- **EXERCISE**: Quote every line below exactly as it reads.

• • • • • • •

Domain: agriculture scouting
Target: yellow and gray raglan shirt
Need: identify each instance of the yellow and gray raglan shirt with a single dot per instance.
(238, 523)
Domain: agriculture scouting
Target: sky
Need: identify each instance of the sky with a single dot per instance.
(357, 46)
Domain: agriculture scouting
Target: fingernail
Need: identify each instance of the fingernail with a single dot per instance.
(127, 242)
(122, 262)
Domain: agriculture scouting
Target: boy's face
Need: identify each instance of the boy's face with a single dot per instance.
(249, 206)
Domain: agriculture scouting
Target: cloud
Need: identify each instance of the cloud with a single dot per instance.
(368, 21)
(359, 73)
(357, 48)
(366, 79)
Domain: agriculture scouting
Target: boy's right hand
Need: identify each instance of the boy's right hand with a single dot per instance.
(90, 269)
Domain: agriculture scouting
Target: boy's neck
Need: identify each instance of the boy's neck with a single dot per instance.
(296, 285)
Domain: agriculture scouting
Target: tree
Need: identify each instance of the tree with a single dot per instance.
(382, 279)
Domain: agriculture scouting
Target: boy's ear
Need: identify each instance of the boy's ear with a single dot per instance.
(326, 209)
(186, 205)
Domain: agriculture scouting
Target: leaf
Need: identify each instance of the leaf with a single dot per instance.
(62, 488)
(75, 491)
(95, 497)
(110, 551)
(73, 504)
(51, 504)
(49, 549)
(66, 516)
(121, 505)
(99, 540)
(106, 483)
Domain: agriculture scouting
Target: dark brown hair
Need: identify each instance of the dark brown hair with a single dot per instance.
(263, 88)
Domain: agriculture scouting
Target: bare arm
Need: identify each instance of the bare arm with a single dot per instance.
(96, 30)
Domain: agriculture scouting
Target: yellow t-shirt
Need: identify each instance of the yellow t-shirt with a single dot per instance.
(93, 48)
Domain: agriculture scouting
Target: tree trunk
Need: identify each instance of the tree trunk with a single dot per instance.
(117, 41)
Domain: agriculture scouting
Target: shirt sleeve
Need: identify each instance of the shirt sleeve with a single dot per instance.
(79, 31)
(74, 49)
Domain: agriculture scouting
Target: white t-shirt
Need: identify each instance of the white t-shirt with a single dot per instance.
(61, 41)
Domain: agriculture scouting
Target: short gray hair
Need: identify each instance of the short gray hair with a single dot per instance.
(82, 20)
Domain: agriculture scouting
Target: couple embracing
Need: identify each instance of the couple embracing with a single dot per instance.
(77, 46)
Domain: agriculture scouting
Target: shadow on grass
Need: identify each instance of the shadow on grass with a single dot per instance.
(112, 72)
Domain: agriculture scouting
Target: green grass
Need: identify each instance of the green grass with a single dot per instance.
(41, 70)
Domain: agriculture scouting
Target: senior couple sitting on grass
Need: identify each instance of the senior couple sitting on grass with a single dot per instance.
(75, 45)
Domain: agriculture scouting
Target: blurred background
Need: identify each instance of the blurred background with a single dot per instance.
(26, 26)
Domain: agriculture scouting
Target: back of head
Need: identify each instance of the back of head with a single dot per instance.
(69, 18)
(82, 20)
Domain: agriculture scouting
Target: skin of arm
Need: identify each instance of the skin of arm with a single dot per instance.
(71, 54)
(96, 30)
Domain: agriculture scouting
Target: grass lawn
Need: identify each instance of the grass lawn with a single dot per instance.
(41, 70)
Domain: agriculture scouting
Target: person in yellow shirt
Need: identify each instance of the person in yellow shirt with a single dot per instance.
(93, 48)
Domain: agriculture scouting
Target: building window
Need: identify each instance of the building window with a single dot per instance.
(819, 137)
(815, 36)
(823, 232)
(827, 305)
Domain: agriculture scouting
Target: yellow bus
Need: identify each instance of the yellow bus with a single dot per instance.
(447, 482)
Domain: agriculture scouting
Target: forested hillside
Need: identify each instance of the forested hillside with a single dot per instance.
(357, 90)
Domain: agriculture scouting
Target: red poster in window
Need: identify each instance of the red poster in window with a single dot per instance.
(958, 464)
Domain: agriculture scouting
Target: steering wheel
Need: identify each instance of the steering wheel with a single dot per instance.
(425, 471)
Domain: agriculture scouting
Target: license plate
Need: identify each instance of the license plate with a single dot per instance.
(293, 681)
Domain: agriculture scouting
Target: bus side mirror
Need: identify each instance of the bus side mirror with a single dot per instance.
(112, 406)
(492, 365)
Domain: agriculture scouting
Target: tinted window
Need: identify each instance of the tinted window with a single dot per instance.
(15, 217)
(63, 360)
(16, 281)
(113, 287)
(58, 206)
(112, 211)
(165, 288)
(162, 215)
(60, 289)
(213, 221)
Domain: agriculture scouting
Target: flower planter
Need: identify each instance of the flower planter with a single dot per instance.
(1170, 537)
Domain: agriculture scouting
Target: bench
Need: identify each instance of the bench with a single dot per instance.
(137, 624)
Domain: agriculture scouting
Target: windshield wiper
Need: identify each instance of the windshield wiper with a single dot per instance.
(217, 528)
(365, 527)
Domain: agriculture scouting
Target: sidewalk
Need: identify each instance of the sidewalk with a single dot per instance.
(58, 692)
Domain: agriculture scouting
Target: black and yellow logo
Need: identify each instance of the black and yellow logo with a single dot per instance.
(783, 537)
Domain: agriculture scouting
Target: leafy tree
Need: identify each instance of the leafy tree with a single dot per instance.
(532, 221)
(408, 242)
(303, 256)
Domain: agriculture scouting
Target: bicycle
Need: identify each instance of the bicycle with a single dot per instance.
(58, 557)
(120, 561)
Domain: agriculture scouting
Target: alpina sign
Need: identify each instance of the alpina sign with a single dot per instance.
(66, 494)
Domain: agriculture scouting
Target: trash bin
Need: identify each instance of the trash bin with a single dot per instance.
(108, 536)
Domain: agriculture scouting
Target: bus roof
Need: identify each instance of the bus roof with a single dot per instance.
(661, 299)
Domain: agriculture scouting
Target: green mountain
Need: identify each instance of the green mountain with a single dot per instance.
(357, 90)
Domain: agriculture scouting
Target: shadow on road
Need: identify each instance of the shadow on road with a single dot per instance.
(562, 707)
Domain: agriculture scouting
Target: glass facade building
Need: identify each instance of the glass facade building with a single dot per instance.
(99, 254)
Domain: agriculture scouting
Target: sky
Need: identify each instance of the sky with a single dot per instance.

• • • • • • •

- **THE RESULT**:
Domain: agriculture scouting
Target: yellow and gray raglan shirt
Need: identify each instance of the yellow and gray raglan shirt with a single dot per instance.
(238, 523)
Domain: agriculture scouting
Target: sky
Need: identify each instance of the sky with a single dot per instance.
(357, 46)
Domain: agriculture scouting
Target: fingernail
Need: identify each instance of the fingernail with a single dot per instance.
(127, 242)
(122, 262)
Domain: agriculture scouting
Target: boy's face
Need: identify each instance of the boy's face with a single dot per instance.
(249, 206)
Domain: agriculture scouting
Target: cloud
Need: identify each instance of the cloud with a single dot per instance.
(368, 21)
(359, 73)
(357, 48)
(366, 79)
Domain: agriculture scouting
Target: boy's right hand
Need: identify each instance of the boy's right hand with a single dot per instance.
(90, 269)
Domain: agriculture scouting
Target: boy's neck
Need: identify each instance of the boy's neck with a single dot per instance.
(296, 285)
Domain: agriculture scouting
Target: tree
Need: identify each instance of the tree with a single dot per instance.
(382, 279)
Domain: agriculture scouting
Target: boy's ear
Need: identify each instance of the boy's ear with a single dot per instance.
(326, 209)
(186, 205)
Domain: agriculture scouting
Target: leaf
Need: identify each instance of the leaf with a single dot per instance.
(62, 488)
(75, 491)
(95, 497)
(110, 551)
(73, 504)
(51, 504)
(49, 549)
(66, 516)
(121, 505)
(99, 540)
(106, 483)
Domain: agriculture scouting
Target: dark brown hair
Need: identify each instance of the dark brown hair with a single dot per instance.
(263, 88)
Domain: agriculture scouting
Target: bare arm
Need: identify each instance of the bare arm with a single dot per instance.
(96, 30)
Domain: agriculture scouting
Target: yellow t-shirt
Need: identify each instance of the yellow t-shirt with a single dot per instance.
(93, 48)
Domain: agriculture scouting
Target: tree trunk
Need: identify each instance of the tree trunk with a single dot per instance.
(117, 41)
Domain: agriculture scouting
Target: shirt sleeve
Need: identify each instance of the shirt sleeve with a single dot per instance.
(79, 31)
(74, 49)
Domain: agriculture scouting
Target: white t-shirt
Need: identify each instance of the white t-shirt with a single dot per instance.
(61, 41)
Domain: agriculture scouting
Target: short gray hair
Need: identify each instance of the short gray hair with a single dot per instance.
(82, 20)
Domain: agriculture scouting
Target: couple embracing
Need: identify each instance of the couple embracing with a single dot per instance.
(77, 46)
Domain: agriculture scouting
Target: shadow on grass
Need: identify each instance of the shadow on grass with a single dot per instance.
(112, 72)
Domain: agriculture scouting
Target: green grass
Need: identify each instance of the green grass with a single dot per instance.
(41, 70)
Domain: agriculture scouting
Target: senior couple sitting on grass
Need: identify each instance of the senior couple sitting on grass with a single dot per instance.
(75, 45)
Domain: agriculture scouting
Target: blurred background
Need: identify each instance of the blurred background with a single dot per instance.
(26, 26)
Domain: agriculture scouting
Target: back of head
Need: identify each instance of the back of head with a single dot per instance.
(69, 18)
(82, 20)
Domain: agriculture scouting
Target: skin of arm
Need: identify each instance of the skin of arm with a single dot per instance.
(71, 54)
(96, 30)
Domain: agriculture scouting
Target: grass lawn
Need: identify each instance of the grass lawn with a single dot per instance.
(41, 70)
Domain: agriculture scouting
Target: person in yellow shirt
Need: identify each instance of the person in yellow shirt with a single dot per instance.
(93, 48)
Domain: agriculture scouting
Target: building window
Need: identify each instance of the building window with a single dot per instance.
(819, 137)
(815, 36)
(823, 232)
(827, 305)
Domain: agriculture scouting
Target: yellow bus
Need: identify each instance of the yellow bus with a single dot per instance.
(447, 482)
Domain: agriculture scouting
Target: forested hillside
Need: identify each instance of the forested hillside with a single dot per instance.
(357, 90)
Domain: agriculture scouting
Target: red poster in window
Need: identify each instance of the red poster in window with a single dot per instance.
(958, 464)
Domain: agriculture scouting
Target: steering wheel
Need: identify each instance of the steering wheel with a single dot per instance.
(425, 471)
Domain: agriculture scouting
Target: license plate
Need: identify each instance of the license plate with a single dot per instance.
(293, 681)
Domain: agriculture scouting
Target: bus side mirror
Need: identify each instance of the bus side mirror with a single dot per instance.
(112, 406)
(492, 365)
Domain: agriculture scouting
Target: tinted window
Need: identify each instance of the tinted window with a single dot per instance.
(15, 217)
(63, 360)
(16, 281)
(113, 287)
(58, 206)
(112, 211)
(165, 288)
(162, 215)
(60, 289)
(213, 221)
Domain: agriculture scouting
Target: flower planter
Need: identify each instance of the flower planter with a single dot per instance.
(1170, 537)
Domain: agriculture scouting
Target: bench
Need: identify each instance of the bench with a single dot per instance.
(137, 624)
Domain: agriculture scouting
Target: windshield wiper
Need: identify each instance of the windshield wiper with a single dot per instance.
(217, 528)
(365, 527)
Domain: agriculture scouting
Target: sidewalk
Need: identify each instance of the sidewalk with a single dot per instance.
(58, 692)
Domain: agriculture scouting
Target: black and yellow logo
Need: identify each instance of the black and yellow logo with a single dot per instance.
(783, 537)
Domain: agriculture scouting
Target: leafy tree
Need: identify each instance of the leafy tree with a single dot per instance.
(532, 221)
(408, 242)
(303, 256)
Domain: agriculture scouting
Target: bicycle
Need: identify each instance of the bicycle with a single dot per instance.
(58, 557)
(120, 561)
Domain: agriculture scouting
Target: alpina sign
Need: identify each instance of the alpina sign with a single dot per instance.
(66, 494)
Domain: agriculture scouting
Target: trash bin
Need: identify each instance of the trash bin with a single dot per instance.
(108, 536)
Domain: agriculture scouting
Target: bus roof
Need: identify each instance of the bus roof with a single dot per instance.
(661, 299)
Domain: agriculture scouting
Target: green mountain
Need: identify each instance of the green mountain with a single dot per instance.
(357, 90)
Domain: agriculture scouting
Target: shadow on road
Need: identify each instance of the shadow on road with a single dot per instance.
(562, 707)
Domain: agriculture scouting
Target: glass facade building
Need: identify each instance of the glass facade building with a single dot per instance.
(99, 254)
Domain: agriculture scouting
Target: sky
Need: identify each instance of the sky with a single dot per instance.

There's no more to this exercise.